§ **TUJUAN LATIHAN**
Lanjutkan teks tentang prasangka, mulai setelah kalimat terakhir yang tercantum.

§ **TEKS DOKUMEN**
◆ ◆ ◆ ◆

A. PRASANGKA
Prasangka berarti
membuat keputusan sebelum mengetahui fakta yang relevan mengenai objek
tersebut. Awalnya istilah ini merujuk pada penilaian berdasar ras seseorang sebelum
memilikiinformasi yang
relevan yang bisa dijadikan dasar penilaian tersebut.
Selanjutnya prasangka juga diterapkan pada bidang lain selain ras. Pengertiannya
sekarang menjadi sikap yang tidak masuk akal yang tidak terpengaruh oleh alasan
rasional.
John E. Farley mengklasifikasikan prasangka ke dalam
tiga kategori.
· Prasangka kognitif, merujuk pada apa
yang dianggap benar.
· Prasangka afektif, merujuk pada apa
yang disukai dan tidak disukai.

◆ ◆ ◆ ◆

§ **CATATAN TERSEDIA**
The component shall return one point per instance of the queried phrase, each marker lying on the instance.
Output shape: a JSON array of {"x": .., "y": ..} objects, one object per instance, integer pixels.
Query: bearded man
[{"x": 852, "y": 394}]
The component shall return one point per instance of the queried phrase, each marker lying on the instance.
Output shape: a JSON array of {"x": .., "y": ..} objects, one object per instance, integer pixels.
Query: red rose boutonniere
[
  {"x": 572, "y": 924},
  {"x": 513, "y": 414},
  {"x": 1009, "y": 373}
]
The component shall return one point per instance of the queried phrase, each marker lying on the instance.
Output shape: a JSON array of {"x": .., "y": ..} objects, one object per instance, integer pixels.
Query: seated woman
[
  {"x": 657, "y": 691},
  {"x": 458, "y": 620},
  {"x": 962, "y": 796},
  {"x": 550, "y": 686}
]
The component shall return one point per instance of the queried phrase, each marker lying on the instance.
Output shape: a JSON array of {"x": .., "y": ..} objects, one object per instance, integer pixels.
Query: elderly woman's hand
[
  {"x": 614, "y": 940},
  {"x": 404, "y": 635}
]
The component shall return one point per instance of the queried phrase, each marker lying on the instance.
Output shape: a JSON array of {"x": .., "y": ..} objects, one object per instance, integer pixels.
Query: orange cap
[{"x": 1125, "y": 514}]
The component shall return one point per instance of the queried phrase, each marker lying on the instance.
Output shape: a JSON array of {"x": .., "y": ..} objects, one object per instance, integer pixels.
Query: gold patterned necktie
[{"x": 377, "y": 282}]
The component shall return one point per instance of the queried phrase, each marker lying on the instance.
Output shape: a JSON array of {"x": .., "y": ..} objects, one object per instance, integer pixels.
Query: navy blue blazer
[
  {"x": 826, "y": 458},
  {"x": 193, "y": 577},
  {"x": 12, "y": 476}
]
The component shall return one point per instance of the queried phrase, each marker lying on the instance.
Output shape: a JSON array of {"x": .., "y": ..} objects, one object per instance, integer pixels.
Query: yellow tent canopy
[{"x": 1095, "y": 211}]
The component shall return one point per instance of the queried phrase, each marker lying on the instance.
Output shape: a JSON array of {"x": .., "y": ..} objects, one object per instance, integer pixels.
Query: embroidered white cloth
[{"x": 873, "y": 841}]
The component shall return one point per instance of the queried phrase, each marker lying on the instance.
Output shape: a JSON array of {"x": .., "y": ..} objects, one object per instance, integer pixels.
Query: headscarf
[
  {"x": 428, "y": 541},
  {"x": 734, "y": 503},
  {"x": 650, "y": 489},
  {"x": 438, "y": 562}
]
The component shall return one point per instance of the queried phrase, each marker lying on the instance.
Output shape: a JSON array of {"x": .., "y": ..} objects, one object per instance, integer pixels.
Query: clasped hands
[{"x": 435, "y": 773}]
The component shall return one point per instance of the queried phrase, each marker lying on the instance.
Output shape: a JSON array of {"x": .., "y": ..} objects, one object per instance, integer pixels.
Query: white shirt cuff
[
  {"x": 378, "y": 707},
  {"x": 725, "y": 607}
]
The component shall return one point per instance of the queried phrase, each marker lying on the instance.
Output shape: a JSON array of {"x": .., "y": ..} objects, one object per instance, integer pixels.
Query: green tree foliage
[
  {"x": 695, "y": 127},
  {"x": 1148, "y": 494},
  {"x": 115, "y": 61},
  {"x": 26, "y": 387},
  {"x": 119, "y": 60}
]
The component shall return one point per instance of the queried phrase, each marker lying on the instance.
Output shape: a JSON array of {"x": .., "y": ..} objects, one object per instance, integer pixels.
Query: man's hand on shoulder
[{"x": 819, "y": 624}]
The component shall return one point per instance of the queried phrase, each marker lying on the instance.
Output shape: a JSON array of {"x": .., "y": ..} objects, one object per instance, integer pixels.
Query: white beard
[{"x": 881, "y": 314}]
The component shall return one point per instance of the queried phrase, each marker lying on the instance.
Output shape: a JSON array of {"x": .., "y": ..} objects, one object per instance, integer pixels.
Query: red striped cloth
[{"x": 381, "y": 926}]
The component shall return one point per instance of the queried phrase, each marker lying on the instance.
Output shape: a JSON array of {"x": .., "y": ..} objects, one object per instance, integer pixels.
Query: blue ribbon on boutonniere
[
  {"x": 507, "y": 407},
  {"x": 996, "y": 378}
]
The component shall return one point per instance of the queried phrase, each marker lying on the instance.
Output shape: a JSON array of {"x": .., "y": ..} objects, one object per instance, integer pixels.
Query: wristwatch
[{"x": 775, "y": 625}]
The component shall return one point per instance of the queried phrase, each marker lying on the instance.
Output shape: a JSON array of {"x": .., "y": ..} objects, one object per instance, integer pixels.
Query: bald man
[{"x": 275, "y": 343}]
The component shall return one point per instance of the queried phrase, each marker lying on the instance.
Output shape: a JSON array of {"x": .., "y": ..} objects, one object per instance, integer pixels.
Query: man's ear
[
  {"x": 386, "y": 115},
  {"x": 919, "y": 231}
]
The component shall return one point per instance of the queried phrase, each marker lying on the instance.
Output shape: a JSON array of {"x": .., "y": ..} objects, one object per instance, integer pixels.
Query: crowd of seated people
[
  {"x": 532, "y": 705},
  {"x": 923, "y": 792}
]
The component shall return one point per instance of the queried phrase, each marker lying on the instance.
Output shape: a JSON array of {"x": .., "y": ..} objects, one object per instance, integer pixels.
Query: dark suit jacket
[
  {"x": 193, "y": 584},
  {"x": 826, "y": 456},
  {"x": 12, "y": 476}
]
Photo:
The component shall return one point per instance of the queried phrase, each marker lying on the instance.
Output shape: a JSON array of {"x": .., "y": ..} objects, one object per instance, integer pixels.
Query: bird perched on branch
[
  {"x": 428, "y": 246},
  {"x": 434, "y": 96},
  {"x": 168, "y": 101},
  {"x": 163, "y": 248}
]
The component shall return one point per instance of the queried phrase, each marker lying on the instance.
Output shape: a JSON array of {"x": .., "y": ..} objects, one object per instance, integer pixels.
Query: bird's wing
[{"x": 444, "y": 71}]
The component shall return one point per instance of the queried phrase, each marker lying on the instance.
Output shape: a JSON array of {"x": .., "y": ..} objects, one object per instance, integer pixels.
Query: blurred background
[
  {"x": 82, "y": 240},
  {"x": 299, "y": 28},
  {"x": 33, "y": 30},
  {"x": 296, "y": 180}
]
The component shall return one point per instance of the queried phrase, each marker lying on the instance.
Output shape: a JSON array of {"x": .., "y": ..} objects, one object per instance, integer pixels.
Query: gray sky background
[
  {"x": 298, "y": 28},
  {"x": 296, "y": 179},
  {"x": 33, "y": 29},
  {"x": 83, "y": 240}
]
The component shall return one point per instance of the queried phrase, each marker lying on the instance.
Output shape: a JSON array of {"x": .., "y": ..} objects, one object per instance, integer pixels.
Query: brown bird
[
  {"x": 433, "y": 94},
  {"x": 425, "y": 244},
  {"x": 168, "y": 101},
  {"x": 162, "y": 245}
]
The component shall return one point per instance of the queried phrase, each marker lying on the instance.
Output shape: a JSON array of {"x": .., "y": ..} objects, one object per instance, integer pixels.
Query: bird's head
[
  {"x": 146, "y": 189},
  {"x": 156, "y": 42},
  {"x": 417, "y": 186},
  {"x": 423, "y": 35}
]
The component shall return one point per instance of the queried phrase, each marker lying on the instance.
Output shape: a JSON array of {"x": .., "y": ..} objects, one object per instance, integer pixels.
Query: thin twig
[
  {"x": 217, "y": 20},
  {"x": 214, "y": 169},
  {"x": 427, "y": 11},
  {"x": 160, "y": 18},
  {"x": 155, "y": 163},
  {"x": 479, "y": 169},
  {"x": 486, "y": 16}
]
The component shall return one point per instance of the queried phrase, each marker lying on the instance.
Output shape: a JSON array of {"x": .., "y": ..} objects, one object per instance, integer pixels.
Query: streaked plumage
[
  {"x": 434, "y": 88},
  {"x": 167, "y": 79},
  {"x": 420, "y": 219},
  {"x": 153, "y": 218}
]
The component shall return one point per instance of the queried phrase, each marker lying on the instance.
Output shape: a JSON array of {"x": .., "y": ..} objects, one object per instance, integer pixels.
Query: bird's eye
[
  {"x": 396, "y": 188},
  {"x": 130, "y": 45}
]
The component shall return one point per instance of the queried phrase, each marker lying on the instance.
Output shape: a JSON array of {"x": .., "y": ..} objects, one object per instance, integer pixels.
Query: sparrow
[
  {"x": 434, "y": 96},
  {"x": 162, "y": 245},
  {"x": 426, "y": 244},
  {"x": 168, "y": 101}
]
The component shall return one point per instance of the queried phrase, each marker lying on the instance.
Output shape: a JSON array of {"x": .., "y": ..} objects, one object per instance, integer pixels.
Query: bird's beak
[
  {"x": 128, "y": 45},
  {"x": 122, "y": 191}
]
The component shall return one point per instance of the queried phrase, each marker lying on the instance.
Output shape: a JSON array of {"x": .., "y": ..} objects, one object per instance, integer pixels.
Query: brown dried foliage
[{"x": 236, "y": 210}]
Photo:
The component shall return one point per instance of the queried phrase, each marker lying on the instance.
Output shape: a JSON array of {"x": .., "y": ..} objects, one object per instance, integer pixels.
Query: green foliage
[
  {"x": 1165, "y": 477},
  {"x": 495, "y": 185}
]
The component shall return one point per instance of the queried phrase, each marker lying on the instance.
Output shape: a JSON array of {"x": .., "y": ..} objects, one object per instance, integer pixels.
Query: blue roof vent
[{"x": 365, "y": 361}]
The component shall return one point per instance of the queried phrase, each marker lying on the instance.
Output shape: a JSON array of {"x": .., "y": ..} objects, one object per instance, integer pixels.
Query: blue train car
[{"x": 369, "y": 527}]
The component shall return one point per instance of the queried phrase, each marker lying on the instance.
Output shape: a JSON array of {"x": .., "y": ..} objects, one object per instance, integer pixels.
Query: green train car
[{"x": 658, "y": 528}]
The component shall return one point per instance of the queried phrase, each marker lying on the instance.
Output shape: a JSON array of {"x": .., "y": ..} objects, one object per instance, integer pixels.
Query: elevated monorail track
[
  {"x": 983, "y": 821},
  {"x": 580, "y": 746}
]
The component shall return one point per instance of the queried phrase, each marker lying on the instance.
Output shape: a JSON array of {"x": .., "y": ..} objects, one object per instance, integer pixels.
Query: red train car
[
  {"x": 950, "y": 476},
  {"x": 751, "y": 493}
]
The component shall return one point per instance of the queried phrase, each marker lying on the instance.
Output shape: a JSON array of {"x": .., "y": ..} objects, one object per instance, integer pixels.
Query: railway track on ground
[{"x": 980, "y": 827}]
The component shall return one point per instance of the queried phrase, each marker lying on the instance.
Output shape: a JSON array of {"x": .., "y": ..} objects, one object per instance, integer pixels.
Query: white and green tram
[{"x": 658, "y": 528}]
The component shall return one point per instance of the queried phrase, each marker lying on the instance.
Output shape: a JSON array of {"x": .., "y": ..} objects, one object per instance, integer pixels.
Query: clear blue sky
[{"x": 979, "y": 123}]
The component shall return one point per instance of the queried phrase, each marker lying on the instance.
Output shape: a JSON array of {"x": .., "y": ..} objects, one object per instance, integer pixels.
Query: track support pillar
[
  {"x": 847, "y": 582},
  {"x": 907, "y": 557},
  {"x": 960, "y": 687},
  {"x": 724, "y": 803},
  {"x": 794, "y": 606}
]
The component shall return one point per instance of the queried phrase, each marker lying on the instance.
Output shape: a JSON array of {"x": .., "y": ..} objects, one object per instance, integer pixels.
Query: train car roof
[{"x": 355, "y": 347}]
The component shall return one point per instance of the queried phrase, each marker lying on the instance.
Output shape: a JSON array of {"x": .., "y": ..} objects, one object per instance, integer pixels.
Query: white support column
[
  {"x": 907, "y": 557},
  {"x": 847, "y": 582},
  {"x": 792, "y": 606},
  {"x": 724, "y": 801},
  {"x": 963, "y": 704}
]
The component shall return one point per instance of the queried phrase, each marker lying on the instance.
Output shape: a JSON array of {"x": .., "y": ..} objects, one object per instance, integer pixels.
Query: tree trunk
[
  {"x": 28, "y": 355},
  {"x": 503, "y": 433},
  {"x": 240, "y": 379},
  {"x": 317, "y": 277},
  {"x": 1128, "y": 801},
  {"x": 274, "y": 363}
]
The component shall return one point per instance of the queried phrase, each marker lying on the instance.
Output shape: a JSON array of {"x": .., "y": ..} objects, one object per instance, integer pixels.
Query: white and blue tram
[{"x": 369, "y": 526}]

◆ ◆ ◆ ◆

§ **HASIL TUGAS**
· Prasangka konatif, merujuk pada
bagaimana kecenderungan seseorang dalam bertindak.
B. DISKRIMINASI
Diskriminasi merujuk kepada
pelayanan yang tidak adil terhadap individu tertentu,
di mana layanan ini dibuat berdasarkan karakteristik yang diwakili oleh
individu tersebut. Diskriminasi merupakan suatu kejadian yang biasa dijumpai
dalam masyarakat manusia,
ini disebabkan karena kecenderungan manusian untuk membeda-bedakan yang lain.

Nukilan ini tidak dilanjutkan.